_Aim of the task_
Search the entries for the word "tree" and pull out each line that has it.

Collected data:
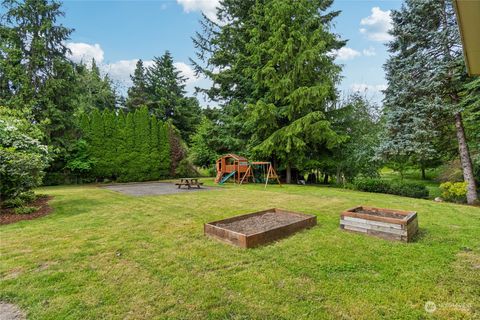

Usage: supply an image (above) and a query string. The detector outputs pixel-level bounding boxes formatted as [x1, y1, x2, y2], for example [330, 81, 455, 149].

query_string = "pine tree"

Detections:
[145, 51, 201, 141]
[245, 0, 346, 183]
[0, 0, 80, 181]
[192, 0, 346, 182]
[126, 59, 149, 110]
[146, 51, 185, 119]
[0, 0, 72, 108]
[382, 0, 478, 203]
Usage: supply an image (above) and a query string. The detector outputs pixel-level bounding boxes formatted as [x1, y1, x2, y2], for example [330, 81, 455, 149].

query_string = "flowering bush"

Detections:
[439, 181, 468, 203]
[0, 107, 51, 206]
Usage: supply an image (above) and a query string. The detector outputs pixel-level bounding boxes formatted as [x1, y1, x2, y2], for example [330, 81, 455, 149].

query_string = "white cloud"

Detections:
[362, 47, 376, 57]
[334, 47, 361, 61]
[173, 62, 198, 84]
[66, 42, 104, 64]
[360, 7, 393, 42]
[66, 41, 207, 99]
[332, 46, 378, 61]
[103, 59, 142, 84]
[176, 0, 220, 21]
[351, 83, 387, 93]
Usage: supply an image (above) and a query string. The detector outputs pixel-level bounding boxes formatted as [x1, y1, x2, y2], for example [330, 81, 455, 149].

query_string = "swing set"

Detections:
[215, 154, 281, 188]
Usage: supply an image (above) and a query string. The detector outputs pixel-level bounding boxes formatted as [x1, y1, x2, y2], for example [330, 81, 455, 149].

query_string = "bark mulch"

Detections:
[0, 196, 53, 225]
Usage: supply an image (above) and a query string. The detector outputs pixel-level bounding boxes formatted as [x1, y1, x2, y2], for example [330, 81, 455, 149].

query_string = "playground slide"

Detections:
[219, 171, 236, 184]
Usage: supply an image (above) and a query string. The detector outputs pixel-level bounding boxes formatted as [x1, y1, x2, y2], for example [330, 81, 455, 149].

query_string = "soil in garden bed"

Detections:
[0, 196, 53, 225]
[215, 211, 307, 235]
[352, 208, 405, 220]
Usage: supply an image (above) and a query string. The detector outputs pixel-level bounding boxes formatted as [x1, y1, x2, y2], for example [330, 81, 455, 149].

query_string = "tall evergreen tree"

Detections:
[245, 0, 346, 183]
[146, 51, 185, 119]
[126, 59, 149, 110]
[382, 0, 478, 203]
[0, 0, 72, 108]
[144, 51, 201, 141]
[192, 0, 346, 182]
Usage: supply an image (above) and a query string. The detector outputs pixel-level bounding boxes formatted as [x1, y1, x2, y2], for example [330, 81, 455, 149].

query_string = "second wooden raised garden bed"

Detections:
[340, 206, 418, 242]
[205, 208, 317, 248]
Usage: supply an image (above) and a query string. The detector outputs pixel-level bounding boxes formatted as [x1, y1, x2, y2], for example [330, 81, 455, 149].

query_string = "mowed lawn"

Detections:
[1, 183, 479, 319]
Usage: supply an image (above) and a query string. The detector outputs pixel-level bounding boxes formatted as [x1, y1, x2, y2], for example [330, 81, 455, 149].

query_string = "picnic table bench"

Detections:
[175, 178, 204, 189]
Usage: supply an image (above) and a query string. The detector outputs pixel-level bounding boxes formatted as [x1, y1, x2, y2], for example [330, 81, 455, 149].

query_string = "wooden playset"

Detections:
[214, 154, 281, 187]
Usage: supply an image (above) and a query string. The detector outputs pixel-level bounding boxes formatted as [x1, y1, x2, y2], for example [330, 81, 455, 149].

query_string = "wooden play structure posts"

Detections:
[214, 154, 281, 187]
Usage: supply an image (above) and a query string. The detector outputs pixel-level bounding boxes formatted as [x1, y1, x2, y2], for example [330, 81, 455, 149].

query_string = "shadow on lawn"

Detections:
[50, 198, 105, 219]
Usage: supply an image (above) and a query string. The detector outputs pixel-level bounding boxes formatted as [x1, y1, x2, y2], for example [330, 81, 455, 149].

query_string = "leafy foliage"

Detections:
[440, 181, 468, 203]
[327, 94, 382, 183]
[0, 107, 51, 204]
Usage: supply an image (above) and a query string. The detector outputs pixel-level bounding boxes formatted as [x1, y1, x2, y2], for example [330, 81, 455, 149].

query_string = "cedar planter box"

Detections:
[340, 206, 418, 242]
[204, 208, 317, 248]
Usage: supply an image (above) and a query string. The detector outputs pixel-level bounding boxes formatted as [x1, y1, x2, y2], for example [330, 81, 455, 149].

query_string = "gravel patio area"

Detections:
[102, 182, 216, 196]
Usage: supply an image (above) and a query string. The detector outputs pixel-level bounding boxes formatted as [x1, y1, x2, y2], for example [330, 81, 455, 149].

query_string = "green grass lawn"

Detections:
[1, 182, 479, 319]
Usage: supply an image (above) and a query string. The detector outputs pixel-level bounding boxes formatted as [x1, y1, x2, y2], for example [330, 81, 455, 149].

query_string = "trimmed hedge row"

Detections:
[353, 178, 429, 199]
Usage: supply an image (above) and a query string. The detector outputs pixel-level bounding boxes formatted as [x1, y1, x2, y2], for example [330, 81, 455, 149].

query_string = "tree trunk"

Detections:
[421, 167, 426, 180]
[323, 173, 329, 184]
[454, 112, 478, 204]
[286, 163, 291, 184]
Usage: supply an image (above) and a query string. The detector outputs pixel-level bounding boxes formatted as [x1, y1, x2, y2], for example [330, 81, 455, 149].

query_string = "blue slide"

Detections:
[219, 171, 236, 184]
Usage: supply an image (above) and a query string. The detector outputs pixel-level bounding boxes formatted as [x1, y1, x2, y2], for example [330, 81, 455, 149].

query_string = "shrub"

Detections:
[439, 181, 468, 203]
[0, 107, 50, 202]
[353, 178, 429, 199]
[2, 191, 38, 209]
[389, 181, 430, 199]
[353, 179, 391, 194]
[175, 159, 199, 178]
[19, 190, 37, 203]
[14, 206, 37, 214]
[2, 197, 25, 208]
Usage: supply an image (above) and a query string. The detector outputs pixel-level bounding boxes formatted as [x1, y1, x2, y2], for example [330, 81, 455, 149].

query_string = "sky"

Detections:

_Expected output_
query_string = "pine tree"
query_string = "tall evergreen tree"
query_string = "tree trunk"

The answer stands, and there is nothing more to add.